| Document text |
= Beginning of Section =

# Use of Non-Parametric Statistics and Non-Normal Data

## My approach to Non-Parametric Statistics is:

• ### If the data merits, I'll use it

• Total voters
14

Staff member
I have seen this topic pop up several times regarding normality of data. I thought I would bounce it off of everybody to see what your thoughts are.

Parametric statistics (say the t-test) are making inferences regarding the mean. If the population is normal, then the mean and median are the same. If a set of data is non-normal, then the mean and median are not the same. A non-parametric test will make inferences based on the median.

If a set of data is ‘reasonably’ normal (through graphing; although no data is truly normal), then yes, parametric statistics are significantly more efficient and the proper choice. But if you have a small sample size, then normality cannot be assumed.

Yes, the Central Limit Theorem (C.L.T.) does come into play. But the theorem deals with averages. If you have 17 samples, it is difficult in my mind (unless the data shows normality) to assume normality, simply based on the C.L.T. Sure, I can average 7000 times from those 17 numbers (Bootstrapping), and guess what, normality! But I still, in reality, only have my 17 numbers.

Parametric statistics are easier and way more efficient. But unless your data shows normality, non-parametric statistics should be utilized. NCSS shows both parametric and non-parametric tests. If the two tests give you the same results, then nothing is loss. If you get different results, a little more digging may be in order to determine which set of assumptions holds truer.

How does everyone deal with non-normality? Or do you?

#### Steve Prevette

##### Deming Disciple
Staff member
Super Moderator
Re: Use of Non-Parametric statistics

How does everyone deal with non-normality? Or do you?
I use Statistical Process Control as my primary statistical tool, and since it is non-parametric (re: Tchybychev Inequality) then I am pretty well covered.

I have seen folks using sampling here for many analyses, and most just run ahead with the t-test, with some rather small data sets. I did help out one group that was having trouble with using the t-test and determined that their data fit an exponential distribution, and used that to analyze their results. That got them to an answer that was within their limits, and more defensible (and actually more conservative) than the t-test.

#### Tim Folkerts

Super Moderator

You make several interesting points. My overall reaction is that, yes, you need to be careful in case the data is far from normal, but often the data is "close enough" to normal that you can get away with using tests that are based on the normal distribution.

As Steve mentioned, if it is clear that the distribution isn't normal, then it can be valuable to explore the actual distribution. As always, it is important to look at the actual plots, not just the summary numbers like mean & standard deviation.

If the population is normal, then the mean and median are the same. If a set of data is non-normal, then the mean and median are not the same.
The 1st sentence sounds good, but any symmetric distribution (and even some non-symmetric distributions) will have mean = median.

But if you have a small sample size, then normality cannot be assumed.
Well, normality can be assumed - I've certainly seen enough people do it to know it is possible.

= End of Section =

| Record excerpts |
= Beginning of Section =

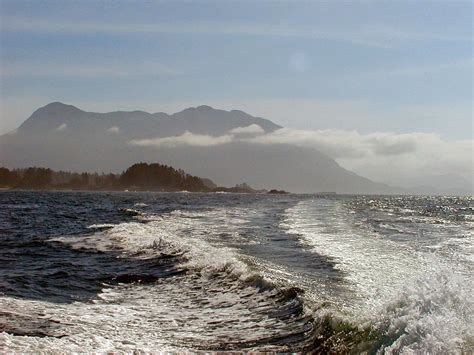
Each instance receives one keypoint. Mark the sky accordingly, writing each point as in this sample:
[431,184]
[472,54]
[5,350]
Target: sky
[385,68]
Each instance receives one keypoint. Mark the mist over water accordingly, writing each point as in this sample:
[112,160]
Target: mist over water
[177,271]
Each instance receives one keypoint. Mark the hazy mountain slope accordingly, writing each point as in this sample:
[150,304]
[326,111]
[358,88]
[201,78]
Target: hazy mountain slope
[64,137]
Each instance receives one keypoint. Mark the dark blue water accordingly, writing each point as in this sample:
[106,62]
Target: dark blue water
[88,271]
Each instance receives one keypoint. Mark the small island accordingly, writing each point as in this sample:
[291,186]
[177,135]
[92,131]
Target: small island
[138,177]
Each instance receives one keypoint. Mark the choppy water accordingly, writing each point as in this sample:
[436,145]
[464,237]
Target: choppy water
[175,271]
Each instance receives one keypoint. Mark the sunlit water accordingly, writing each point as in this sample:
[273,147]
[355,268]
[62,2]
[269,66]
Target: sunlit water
[177,271]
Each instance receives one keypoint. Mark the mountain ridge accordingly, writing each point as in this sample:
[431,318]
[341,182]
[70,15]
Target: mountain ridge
[64,137]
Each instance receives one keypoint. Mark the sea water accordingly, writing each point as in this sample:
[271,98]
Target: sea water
[98,271]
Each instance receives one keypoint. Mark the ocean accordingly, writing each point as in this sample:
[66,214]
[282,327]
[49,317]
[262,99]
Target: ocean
[145,271]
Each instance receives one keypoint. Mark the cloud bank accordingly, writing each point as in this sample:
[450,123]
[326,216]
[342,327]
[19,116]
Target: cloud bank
[399,159]
[186,139]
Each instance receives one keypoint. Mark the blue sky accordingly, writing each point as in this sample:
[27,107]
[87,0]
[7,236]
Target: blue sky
[370,66]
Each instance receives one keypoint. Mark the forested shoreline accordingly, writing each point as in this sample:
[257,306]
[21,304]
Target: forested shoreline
[138,177]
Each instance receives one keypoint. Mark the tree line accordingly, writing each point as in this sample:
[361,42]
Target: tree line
[141,176]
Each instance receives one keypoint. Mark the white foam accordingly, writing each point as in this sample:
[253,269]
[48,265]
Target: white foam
[420,299]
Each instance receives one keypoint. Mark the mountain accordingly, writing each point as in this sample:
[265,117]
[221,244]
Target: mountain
[64,137]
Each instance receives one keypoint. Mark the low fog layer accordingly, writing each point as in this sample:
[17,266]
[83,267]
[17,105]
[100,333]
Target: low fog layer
[232,147]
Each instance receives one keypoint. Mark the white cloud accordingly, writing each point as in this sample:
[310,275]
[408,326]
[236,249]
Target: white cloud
[252,129]
[61,127]
[387,157]
[186,139]
[113,129]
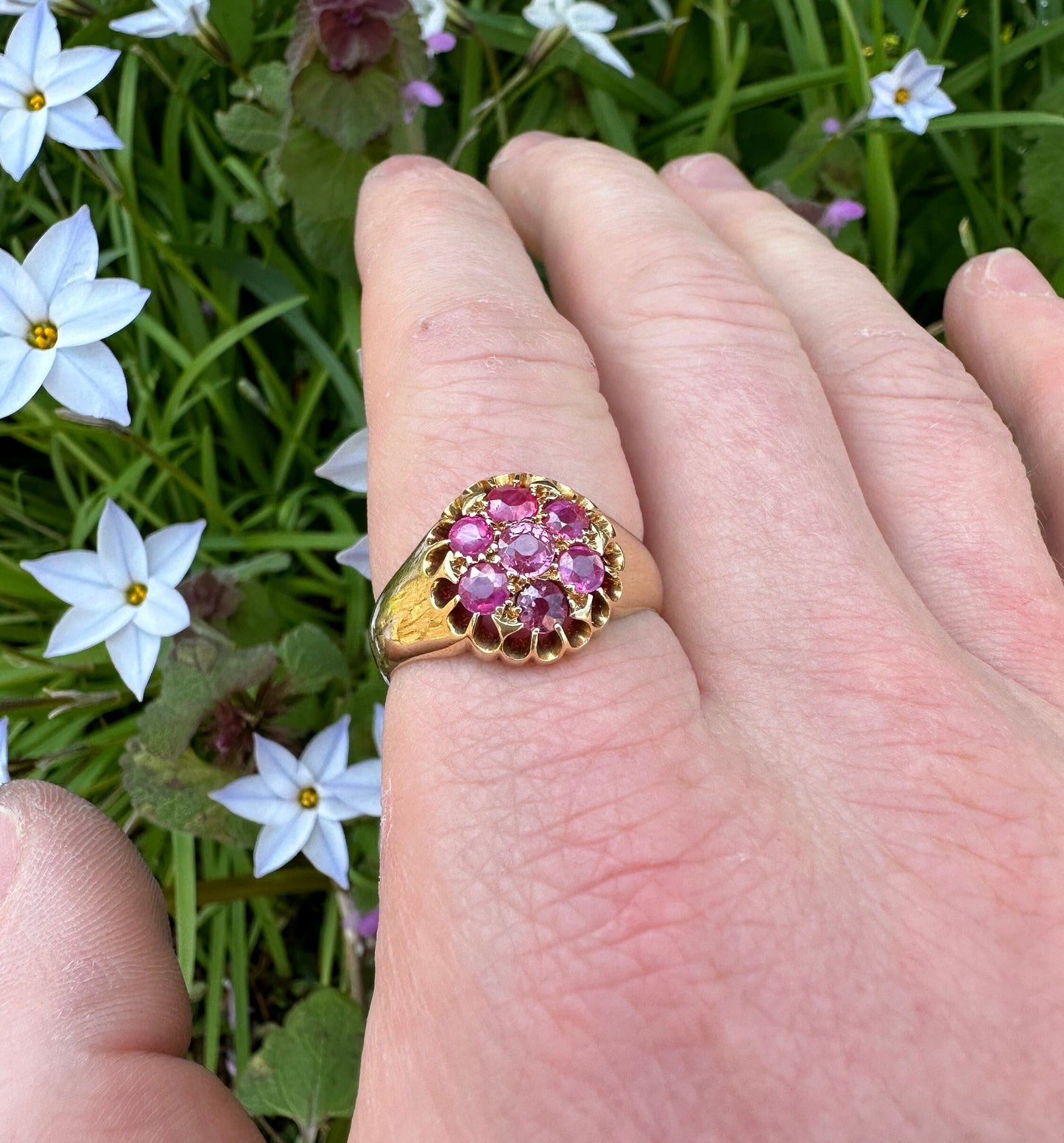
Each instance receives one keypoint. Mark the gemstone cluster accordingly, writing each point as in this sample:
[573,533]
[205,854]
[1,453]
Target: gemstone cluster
[525,563]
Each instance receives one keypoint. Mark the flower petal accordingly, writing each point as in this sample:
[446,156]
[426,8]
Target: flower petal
[278,767]
[277,845]
[88,380]
[544,14]
[76,71]
[79,124]
[35,41]
[348,464]
[378,728]
[22,133]
[171,551]
[87,311]
[253,799]
[151,24]
[163,612]
[22,370]
[357,557]
[76,577]
[587,16]
[352,793]
[66,252]
[598,46]
[121,550]
[134,653]
[327,851]
[81,627]
[326,755]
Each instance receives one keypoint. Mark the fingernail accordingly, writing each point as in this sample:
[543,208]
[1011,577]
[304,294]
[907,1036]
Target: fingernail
[1008,272]
[521,144]
[8,852]
[711,173]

= End of Section =

| Problem set |
A. In the forum thread on non-parametric statistics, what distribution did Steve Prevette find that one group's data fit?
B. Set down the passage of the forum thread on non-parametric statistics starting with "I have seen folks" and going on through "than the t-test.", reproducing every word without change.
C. Supply the next part of the forum thread on non-parametric statistics, carrying on from its final sentence.
The material above stands apart from the forum thread on non-parametric statistics and forms no part of it.

| Answers by item |
A. An exponential distribution.

B.
I have seen folks using sampling here for many analyses, and most just run ahead with the t-test, with some rather small data sets. I did help out one group that was having trouble with using the t-test and determined that their data fit an exponential distribution, and used that to analyze their results. That got them to an answer that was within their limits, and more defensible (and actually more conservative) than the t-test.

C.
Tim F

#### Statistical Steven

##### Statistician
Staff member
Super Moderator
I have seen this topic pop up several times regarding normality of data. I thought I would bounce it off of everybody to see what your thoughts are.

Parametric statistics (say the t-test) are making inferences regarding the mean. If the population is normal, then the mean and median are the same. If a set of data is non-normal, then the mean and median are not the same. A non-parametric test will make inferences based on the median.

If a set of data is ‘reasonably’ normal (through graphing; although no data is truly normal), then yes, parametric statistics are significantly more efficient and the proper choice. But if you have a small sample size, then normality cannot be assumed.

Yes, the Central Limit Theorem (C.L.T.) does come into play. But the theorem deals with averages. If you have 17 samples, it is difficult in my mind (unless the data shows normality) to assume normality, simply based on the C.L.T. Sure, I can average 7000 times from those 17 numbers (Bootstrapping), and guess what, normality! But I still, in reality, only have my 17 numbers.

Parametric statistics are easier and way more efficient. But unless your data shows normality, non-parametric statistics should be utilized. NCSS shows both parametric and non-parametric tests. If the two tests give you the same results, then nothing is loss. If you get different results, a little more digging may be in order to determine which set of assumptions holds truer.

How does everyone deal with non-normality? Or do you?
The question for me is not IF the data is normal, but rather do I expect the data to come from a normal distribution. There are many factors including outliers that can contribute to a sample being non-normal (either graphically or using a test such as Andersen-Darling). Test such as t-test and ANOVA are still robust to slight departures from normality, so the mean and median do not have to be equal. A bigger problem than the normality assumption is when comparing two samples (t-test) the variances are not equal between the groups. Here is where I employ nonparametric statistics if I cannot find a variance stabilizing transformation.

#### bobdoering

Trusted Information Resource
My preference is to use the statistics of the native distribution, rather than force feed it into another distribution (e.g. normal).

Staff member
My preference is to use the statistics of the native distribution, rather than force feed it into another distribution (e.g. normal).
Thanks. What methods do you utilize to determine the native distribution?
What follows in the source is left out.